-------- Extrait du document

Les créanciersPar Guillaume Chérel - Lagrandeparade.fr/ « Je ne tarderai pas davantage à vous dire l’admiration sans bornes que j’ai conçue pour « Les Créanciers » qui reste et restera la seule œuvre dramaturgique, j’entends faite uniquement pour la scène, dont je veuille me souvenir. » Ainsi parlait André Breton de cette pièce « modernisée » par Frédéric Fage, le metteur en scène, et qui sera « donnée » (comme on disait jadis) à l’Auditorium Saint-Germain (Paris Vie), du 12 au 27 janvier 2016. Mais avant d’en dire plus, rappelons qui était August Strindberg (1849-1912).

Johan August Strindberg est un écrivain (et dramaturge) suédois. Fils d’un commissionnaire maritime, il passe pour un esprit révolté et romantique. Refusant de se plier à la discipline universitaire et attiré par les grands hommes de lettres, il décide de se consacrer à l’écriture et s’illustre comme l'un des pères du théâtre moderne. Ses débuts d’auteur s’avèrent particulièrement délicats (1872, « Maître Olof ») et ses premiers écrits - dans le style naturaliste - traitent généralement du rôle traditionnel attribué aux sexes par la société (qu'il estimait injuste). La célébrité arrive avec son roman « La Chambre rouge » (1879) : une description du milieu artistique, littéraire et journalistique de son époque.

----------------
-------- Données fournies

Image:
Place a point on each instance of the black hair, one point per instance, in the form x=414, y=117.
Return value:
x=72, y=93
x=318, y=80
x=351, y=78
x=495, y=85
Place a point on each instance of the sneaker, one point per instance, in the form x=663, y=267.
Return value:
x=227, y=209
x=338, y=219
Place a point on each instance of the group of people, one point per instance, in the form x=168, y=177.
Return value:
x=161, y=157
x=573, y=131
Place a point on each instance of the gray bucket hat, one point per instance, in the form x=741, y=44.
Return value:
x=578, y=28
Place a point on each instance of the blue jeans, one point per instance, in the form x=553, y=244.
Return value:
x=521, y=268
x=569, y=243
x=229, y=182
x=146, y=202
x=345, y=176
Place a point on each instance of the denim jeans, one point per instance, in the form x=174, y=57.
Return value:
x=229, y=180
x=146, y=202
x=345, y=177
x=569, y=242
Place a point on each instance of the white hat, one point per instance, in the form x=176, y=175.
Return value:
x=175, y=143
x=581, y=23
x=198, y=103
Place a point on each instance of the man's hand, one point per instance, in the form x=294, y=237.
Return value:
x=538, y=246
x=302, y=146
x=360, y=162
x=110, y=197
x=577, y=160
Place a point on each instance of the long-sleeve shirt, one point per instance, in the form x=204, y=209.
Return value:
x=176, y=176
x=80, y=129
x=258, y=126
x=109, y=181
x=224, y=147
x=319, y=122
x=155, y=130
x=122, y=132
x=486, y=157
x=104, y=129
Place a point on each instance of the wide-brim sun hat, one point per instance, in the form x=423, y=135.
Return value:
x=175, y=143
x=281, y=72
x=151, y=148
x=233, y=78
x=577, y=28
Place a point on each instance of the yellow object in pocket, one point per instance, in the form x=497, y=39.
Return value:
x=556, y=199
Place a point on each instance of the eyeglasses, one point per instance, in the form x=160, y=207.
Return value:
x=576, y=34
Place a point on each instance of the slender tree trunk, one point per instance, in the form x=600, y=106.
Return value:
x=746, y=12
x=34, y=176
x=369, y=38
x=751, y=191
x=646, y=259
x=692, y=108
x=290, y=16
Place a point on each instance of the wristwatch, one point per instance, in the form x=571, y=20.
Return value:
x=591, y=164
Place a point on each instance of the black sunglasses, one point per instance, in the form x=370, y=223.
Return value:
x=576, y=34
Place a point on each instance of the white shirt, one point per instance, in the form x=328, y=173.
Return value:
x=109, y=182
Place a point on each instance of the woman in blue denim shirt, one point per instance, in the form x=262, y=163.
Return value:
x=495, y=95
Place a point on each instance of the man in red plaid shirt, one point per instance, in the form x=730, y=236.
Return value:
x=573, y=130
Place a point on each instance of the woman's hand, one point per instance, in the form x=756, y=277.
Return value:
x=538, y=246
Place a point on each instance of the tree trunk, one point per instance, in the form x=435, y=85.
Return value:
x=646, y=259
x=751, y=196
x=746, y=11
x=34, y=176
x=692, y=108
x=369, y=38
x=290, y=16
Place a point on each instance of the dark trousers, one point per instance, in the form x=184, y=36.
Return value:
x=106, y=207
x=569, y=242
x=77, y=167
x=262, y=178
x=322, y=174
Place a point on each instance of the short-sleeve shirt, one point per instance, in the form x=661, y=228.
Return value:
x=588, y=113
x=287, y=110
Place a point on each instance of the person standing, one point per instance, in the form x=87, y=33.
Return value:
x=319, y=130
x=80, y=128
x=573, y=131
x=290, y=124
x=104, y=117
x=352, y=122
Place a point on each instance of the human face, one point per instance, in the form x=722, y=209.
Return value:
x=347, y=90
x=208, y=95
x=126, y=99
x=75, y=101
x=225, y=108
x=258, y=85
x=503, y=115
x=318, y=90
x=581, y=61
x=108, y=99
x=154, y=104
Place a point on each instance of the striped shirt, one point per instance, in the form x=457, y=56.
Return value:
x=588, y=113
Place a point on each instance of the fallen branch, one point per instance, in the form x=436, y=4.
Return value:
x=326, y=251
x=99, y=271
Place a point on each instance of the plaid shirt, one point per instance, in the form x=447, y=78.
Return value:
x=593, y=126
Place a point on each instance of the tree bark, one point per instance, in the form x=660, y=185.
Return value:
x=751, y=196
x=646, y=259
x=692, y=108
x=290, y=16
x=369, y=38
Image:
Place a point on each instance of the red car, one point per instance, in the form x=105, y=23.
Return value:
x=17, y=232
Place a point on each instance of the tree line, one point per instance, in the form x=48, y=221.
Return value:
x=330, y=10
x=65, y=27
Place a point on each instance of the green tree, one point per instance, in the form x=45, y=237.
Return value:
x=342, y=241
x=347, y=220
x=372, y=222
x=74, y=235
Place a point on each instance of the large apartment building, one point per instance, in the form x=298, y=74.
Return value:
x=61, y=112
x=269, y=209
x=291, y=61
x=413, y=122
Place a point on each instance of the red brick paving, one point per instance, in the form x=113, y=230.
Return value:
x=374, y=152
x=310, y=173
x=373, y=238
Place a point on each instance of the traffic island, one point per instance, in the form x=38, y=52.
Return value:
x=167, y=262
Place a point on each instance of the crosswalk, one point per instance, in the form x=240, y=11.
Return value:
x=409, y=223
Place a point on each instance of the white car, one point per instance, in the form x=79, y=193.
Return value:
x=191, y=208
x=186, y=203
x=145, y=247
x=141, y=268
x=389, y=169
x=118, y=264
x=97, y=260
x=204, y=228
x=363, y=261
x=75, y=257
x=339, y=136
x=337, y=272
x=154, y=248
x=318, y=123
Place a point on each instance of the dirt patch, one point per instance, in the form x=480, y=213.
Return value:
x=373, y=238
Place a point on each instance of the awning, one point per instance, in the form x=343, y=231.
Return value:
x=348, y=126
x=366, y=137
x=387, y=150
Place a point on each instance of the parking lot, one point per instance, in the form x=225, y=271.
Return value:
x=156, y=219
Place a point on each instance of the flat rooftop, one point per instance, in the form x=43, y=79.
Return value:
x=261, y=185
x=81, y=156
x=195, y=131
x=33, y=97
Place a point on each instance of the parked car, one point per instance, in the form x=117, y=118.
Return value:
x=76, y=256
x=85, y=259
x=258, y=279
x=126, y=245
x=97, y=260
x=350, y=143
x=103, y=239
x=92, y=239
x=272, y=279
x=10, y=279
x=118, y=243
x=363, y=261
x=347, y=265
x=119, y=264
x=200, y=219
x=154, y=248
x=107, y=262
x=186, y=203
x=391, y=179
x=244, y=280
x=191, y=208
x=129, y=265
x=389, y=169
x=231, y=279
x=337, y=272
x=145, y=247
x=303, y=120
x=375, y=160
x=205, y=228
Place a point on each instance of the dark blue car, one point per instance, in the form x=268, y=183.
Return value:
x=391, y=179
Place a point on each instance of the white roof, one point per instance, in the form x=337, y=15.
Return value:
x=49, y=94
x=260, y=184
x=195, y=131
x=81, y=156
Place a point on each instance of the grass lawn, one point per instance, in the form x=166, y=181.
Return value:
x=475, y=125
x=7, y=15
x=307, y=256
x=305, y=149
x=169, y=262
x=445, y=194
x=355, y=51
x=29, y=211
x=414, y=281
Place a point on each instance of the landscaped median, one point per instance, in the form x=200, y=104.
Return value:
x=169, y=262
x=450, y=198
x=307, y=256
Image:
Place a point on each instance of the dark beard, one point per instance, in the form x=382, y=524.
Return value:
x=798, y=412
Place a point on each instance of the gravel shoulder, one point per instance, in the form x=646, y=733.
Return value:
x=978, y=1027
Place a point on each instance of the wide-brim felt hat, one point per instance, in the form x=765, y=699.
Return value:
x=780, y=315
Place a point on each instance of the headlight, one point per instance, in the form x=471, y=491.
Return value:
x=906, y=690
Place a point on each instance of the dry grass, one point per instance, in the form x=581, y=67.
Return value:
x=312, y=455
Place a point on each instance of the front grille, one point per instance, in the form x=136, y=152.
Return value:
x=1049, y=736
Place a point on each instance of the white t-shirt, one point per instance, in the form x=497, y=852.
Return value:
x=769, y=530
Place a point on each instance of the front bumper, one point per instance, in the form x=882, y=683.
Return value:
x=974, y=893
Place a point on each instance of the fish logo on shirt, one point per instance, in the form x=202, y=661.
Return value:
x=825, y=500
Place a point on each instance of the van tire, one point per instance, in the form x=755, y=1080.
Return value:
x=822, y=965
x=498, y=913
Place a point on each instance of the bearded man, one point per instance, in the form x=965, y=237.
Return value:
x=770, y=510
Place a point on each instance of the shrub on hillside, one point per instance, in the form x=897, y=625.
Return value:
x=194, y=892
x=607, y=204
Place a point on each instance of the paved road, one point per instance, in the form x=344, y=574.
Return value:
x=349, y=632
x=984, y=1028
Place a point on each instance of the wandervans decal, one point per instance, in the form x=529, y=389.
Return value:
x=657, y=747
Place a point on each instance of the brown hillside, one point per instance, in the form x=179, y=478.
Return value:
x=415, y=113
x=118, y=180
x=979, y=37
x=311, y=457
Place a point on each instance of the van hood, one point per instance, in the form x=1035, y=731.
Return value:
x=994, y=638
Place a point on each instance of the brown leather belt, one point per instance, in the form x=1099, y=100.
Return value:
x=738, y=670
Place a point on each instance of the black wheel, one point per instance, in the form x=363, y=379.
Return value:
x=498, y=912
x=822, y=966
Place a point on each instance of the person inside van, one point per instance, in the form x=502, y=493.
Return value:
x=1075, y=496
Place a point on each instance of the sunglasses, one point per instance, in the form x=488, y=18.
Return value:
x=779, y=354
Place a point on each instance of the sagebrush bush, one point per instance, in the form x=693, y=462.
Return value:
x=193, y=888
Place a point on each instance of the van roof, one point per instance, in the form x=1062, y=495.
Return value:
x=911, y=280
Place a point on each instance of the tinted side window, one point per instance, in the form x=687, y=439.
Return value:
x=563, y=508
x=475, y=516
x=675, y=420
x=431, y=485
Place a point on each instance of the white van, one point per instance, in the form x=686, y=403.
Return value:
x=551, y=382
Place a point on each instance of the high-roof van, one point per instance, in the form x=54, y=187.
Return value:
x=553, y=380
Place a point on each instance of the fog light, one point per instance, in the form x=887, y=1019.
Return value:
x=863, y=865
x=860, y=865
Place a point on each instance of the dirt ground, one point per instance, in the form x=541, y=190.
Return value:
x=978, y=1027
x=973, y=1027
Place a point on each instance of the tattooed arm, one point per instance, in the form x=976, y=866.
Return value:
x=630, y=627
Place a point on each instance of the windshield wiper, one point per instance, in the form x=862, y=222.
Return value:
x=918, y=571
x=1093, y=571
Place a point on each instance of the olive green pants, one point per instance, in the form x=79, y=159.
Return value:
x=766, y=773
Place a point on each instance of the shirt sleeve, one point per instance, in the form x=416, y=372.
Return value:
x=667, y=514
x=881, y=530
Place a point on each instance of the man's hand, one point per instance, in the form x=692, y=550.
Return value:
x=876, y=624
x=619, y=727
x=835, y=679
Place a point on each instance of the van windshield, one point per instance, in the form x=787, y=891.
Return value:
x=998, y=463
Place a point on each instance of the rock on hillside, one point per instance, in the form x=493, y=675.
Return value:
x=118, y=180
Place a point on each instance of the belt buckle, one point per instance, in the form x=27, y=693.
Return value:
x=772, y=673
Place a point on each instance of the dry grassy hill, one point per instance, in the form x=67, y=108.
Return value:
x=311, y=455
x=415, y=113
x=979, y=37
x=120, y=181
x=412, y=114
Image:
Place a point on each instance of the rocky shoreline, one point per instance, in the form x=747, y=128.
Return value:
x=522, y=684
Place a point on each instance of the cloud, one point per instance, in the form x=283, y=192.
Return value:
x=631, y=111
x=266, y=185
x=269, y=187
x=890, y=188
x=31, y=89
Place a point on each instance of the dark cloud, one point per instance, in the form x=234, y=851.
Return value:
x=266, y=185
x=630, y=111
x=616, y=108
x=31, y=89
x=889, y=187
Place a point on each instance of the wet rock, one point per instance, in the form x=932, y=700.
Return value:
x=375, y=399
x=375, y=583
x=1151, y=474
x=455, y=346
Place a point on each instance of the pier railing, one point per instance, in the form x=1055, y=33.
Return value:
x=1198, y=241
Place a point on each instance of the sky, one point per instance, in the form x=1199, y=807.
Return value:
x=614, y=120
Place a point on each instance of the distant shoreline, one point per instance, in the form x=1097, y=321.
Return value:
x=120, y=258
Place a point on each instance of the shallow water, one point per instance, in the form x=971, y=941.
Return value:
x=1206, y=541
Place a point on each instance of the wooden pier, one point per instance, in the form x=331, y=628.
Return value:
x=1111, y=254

----------------

> Exercice proposé A:
Relevez tous les titres d'œuvres cités entre guillemets dans l'extrait sur Strindberg.
> Exercice proposé B:
Reproduisez le passage de l'extrait sur Strindberg qui va de « Johan August Strindberg » jusqu'à « de son époque. » inclus.
Basez-vous uniquement sur l'extrait.

> Réponse complète A:
« Les Créanciers », « Maître Olof », « La Chambre rouge »

> Réponse complète B:
Johan August Strindberg est un écrivain (et dramaturge) suédois. Fils d’un commissionnaire maritime, il passe pour un esprit révolté et romantique. Refusant de se plier à la discipline universitaire et attiré par les grands hommes de lettres, il décide de se consacrer à l’écriture et s’illustre comme l'un des pères du théâtre moderne. Ses débuts d’auteur s’avèrent particulièrement délicats (1872, « Maître Olof ») et ses premiers écrits - dans le style naturaliste - traitent généralement du rôle traditionnel attribué aux sexes par la société (qu'il estimait injuste). La célébrité arrive avec son roman « La Chambre rouge » (1879) : une description du milieu artistique, littéraire et journalistique de son époque.